■ **Aim of the task**
Lift out each line of the data that holds "label".

==== Supplied records

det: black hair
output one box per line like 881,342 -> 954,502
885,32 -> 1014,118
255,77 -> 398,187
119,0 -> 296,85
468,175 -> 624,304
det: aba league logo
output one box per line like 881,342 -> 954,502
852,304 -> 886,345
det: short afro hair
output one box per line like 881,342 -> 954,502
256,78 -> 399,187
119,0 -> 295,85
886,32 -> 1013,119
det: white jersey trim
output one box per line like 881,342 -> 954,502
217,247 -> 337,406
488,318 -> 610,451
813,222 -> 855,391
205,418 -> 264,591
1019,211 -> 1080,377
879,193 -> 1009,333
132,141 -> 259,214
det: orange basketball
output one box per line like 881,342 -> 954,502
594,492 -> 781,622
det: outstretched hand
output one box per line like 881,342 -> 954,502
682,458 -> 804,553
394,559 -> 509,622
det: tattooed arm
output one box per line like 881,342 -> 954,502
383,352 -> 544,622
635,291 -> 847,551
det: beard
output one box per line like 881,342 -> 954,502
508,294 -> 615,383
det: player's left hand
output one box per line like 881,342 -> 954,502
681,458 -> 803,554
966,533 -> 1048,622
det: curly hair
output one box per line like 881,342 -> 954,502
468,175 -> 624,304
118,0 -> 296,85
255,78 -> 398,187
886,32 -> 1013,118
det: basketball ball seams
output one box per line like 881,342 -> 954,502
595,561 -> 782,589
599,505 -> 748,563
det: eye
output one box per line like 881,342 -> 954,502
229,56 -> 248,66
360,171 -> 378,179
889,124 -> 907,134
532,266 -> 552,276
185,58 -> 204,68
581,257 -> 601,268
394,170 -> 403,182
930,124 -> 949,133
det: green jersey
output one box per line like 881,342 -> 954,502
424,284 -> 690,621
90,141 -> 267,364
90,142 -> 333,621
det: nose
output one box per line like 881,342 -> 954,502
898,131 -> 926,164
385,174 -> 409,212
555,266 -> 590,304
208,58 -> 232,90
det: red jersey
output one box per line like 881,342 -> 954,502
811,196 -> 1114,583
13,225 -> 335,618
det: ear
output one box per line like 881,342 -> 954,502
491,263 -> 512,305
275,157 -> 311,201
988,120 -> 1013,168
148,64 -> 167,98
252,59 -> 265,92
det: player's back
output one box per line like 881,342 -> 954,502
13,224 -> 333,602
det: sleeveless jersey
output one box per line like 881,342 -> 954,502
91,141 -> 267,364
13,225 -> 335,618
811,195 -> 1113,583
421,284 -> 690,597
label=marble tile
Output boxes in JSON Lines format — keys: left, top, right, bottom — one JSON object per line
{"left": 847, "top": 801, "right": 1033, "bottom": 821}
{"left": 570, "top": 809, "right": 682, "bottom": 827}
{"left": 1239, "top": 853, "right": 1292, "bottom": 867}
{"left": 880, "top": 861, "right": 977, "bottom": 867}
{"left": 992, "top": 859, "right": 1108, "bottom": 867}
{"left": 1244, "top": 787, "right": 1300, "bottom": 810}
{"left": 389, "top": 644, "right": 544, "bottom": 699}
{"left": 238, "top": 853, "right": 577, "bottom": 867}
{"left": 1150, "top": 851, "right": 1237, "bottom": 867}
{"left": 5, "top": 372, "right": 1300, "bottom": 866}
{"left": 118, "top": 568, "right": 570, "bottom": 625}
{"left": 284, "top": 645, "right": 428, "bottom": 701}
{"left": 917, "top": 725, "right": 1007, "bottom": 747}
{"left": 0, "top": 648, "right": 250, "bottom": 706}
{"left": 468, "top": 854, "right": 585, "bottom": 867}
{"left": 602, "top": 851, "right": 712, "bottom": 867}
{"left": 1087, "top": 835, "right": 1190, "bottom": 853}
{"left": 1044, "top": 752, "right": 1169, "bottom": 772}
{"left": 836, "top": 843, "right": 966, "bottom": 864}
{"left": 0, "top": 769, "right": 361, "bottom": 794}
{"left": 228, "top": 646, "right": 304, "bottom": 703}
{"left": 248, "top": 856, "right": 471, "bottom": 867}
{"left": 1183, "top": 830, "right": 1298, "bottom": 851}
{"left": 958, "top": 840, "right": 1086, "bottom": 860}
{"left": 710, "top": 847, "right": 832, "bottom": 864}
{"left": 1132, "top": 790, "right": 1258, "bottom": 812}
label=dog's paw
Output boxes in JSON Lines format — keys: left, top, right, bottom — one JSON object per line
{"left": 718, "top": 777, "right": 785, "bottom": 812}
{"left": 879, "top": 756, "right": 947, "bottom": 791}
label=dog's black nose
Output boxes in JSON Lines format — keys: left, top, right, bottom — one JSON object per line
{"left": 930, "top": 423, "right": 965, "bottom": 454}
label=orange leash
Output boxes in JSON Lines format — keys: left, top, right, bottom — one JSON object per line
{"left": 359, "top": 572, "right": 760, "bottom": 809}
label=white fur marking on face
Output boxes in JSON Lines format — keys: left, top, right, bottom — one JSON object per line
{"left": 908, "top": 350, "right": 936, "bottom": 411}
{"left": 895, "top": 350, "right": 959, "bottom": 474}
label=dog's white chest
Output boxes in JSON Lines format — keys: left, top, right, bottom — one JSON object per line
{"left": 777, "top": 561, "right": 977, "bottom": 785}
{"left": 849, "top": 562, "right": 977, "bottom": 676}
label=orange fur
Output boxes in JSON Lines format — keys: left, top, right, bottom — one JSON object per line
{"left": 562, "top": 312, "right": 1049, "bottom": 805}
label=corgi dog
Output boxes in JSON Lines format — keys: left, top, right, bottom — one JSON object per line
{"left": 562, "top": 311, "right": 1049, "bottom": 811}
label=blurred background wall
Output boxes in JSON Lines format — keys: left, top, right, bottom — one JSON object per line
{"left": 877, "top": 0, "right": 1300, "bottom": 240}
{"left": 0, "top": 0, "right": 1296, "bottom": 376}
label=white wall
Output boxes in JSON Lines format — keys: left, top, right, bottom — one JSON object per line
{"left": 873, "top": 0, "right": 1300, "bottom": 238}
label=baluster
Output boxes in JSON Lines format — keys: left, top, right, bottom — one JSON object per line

========

■ **Solution to the problem**
label=marble tile
label=dog's paw
label=dog's black nose
label=orange leash
label=white fur marking on face
label=dog's white chest
label=orange fur
label=corgi dog
label=blurred background wall
label=white wall
label=baluster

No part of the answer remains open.